A diagram representation of different approaches (1–3) of component reliability, divided to component intrinsic (R component intrinsic) and its second-level interconnection elements (R int). O and M denote to the amount of elements to work to maintain the functionality of the system

Approach 1 does not cover the failures caused by second level interconnections, namely, the solder joints or mechanically pressed joints. This approach is relevant for components with robust interconnections. In such systems, the reliability of a component, R, is written simply as:

$$ R = {R_{\rm{component}}}, $$
(2.1)

where R component is an intrinsic reliability of the component.

Approach 2 takes into account the reliability of the second level interconnections. This approach is applicable for components whose second level interconnections are one of the main failure sources. The reliability equation for a component is then written:

$$ R = {R_{\rm{component}}} \times {R_{\rm{intconnection}}}, $$
(2.2)

where R interconnection is the reliability of the second level interconnections of the component.

Approach 3 is based on Approach 2, but a redundancy of the interconnection elements is shown in detail. This is usually the case with many current component technologies, e.g., processors, where the supply voltage and ground are divided into many subnets. This is done to ensure the thermal and the electrical stability of a component. In spite of that, the most important interconnections, the signal inputs and outputs, do not usually have redundancy. The reliability function of a nonredundant interconnection element of Approach 3 is written as:

$$ {R_{\rm{interconnection}}} = \prod\limits_{i = 1}^M {({R_{i, \,{\rm{interconnection}}}})}, $$
(2.3)

where M is the number of the interconnections, R i,interconnection is a reliability of particular nonredundant interconnection element. The redundant part of Approach 3, where the interconnection elements are in parallel, can mathematically be described as:

$$ {R_{\rm{interconnection}}} = 1 - \prod\limits_{i = 1}^M {\left( {1 - {R_{i,{\hbox{redundant\_interconnection}}}}} \right)}, $$
(2.4)

• • •

* **The tasks**:
a) Translate this sentence from the component reliability text into Spanish: "This approach is relevant for components with robust interconnections."
b) Write what comes next in the component reliability text, picking up after equation (2.4).
The items have nothing to do with the component reliability text.

• • •

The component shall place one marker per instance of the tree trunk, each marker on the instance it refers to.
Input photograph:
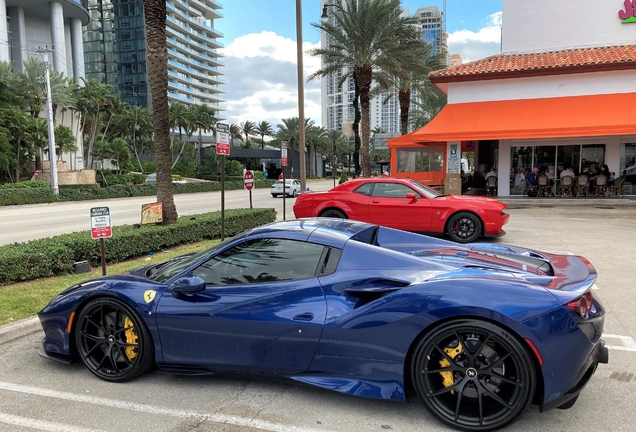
(356, 125)
(405, 103)
(157, 54)
(364, 81)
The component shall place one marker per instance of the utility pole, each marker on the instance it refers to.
(49, 120)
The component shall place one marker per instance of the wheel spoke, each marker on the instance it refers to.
(497, 398)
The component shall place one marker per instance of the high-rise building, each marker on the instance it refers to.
(385, 110)
(115, 47)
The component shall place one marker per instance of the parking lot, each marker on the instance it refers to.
(37, 394)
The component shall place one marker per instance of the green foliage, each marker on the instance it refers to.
(56, 255)
(343, 178)
(185, 168)
(26, 184)
(27, 196)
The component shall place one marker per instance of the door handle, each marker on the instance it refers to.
(307, 316)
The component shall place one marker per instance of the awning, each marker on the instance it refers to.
(575, 116)
(401, 141)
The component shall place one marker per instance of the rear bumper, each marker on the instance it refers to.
(599, 354)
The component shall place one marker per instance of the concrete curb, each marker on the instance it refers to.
(18, 329)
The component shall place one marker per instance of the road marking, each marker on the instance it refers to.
(153, 409)
(628, 343)
(41, 424)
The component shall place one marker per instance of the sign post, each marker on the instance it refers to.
(248, 183)
(101, 229)
(283, 164)
(223, 149)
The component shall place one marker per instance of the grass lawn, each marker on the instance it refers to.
(23, 300)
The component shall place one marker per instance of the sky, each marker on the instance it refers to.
(260, 51)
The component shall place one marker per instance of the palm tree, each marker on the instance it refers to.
(264, 129)
(412, 75)
(428, 104)
(370, 36)
(157, 55)
(135, 124)
(247, 128)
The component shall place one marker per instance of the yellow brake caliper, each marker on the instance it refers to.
(131, 338)
(447, 377)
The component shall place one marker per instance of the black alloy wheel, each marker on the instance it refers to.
(464, 227)
(473, 375)
(335, 213)
(112, 340)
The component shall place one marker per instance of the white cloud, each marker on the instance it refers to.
(261, 79)
(476, 45)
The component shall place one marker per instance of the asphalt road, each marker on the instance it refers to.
(37, 394)
(28, 222)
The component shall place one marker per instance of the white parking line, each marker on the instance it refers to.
(41, 424)
(628, 343)
(153, 409)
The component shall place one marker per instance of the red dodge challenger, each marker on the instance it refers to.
(407, 205)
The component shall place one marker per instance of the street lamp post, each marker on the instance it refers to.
(301, 94)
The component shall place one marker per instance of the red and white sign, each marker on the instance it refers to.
(283, 154)
(100, 223)
(248, 180)
(222, 139)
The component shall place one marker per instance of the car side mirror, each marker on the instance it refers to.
(188, 284)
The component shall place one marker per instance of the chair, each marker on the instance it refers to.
(491, 186)
(582, 185)
(600, 185)
(529, 188)
(565, 186)
(545, 188)
(619, 186)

• • •

* **Results of the exercise**:
a) Este enfoque es pertinente para componentes con interconexiones robustas.

b)
where M is the amount of parallel interconnection and R i,redundant_interconnection is the reliability of each redundant interconnection element. In the redundant solder joint system, there are multiple joints that have the same function in the system to improve the long-term stability and reliability of the system. In such systems, there is M pieces of interconnections of which a fraction of interconnections, denoted as O, must work to maintain the function of the system. This is referred to as an M-modular redundant system, which can mathematically be described as:

$$ {R_{O/M}} = 1 - {\sum\limits_{i = 0}^{O - 1} {\left\{ \frac{{M!}}{{(M - i)!i!}}\right\} \;{R_{\rm{interconnection}}^i\left(1 - {R_{\rm{interconnection}}}\right)}^{M - i}}}, $$
(2.5)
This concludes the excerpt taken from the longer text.